◆ **Set of tasks**
a – Check each statement against the Vitor Tavares profile below. Answer yes or no and quote the words from the profile that decide it: (i) He was born in Curitiba, Brazil. (ii) He plays left-handed. (iii) His highest men's doubles ranking was 1, reached with Miles Krajewski.
b – According to the Vitor Tavares profile below, how tall is he?

◆ **Excerpt to read**
● ● ● ● ●
Vitor Tavares

Personal information
- Born: Vitor Gonçalves Tavares 7 March 1999 (age 27) Curitiba, Brazil
- Height: 1.40 m (4 ft 7 in)

Sport
- Country: Brazil
- Sport: Badminton
- Handedness: Right

Men's singles and doubles SH6
- Highest ranking: 2 (MS 4 July 2022) 1 (MD with Miles Krajewski 20 April 2023) 2 (XD with Rubí Fernández 1 January 2019)
- Current ranking: 2 (MS) 4 (MD with Miles Krajewski) (3 September 2024)
● ● ● ● ●
◆ **Supplied material**

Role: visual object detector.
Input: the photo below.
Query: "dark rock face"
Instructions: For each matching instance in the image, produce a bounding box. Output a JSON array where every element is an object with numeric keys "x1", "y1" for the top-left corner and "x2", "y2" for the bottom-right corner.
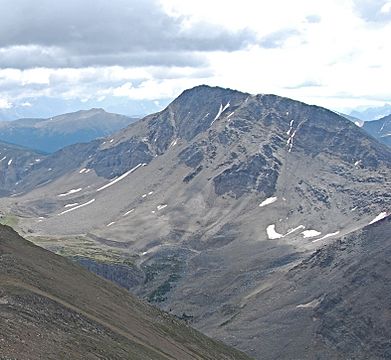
● ● ● ● ●
◆ **Task solutions**
a –
(i) Yes: "Curitiba, Brazil"
(ii) No: "Handedness: Right"
(iii) Yes: "1 (MD with Miles Krajewski 20 April 2023)"

b – 1.40 m (4 ft 7 in)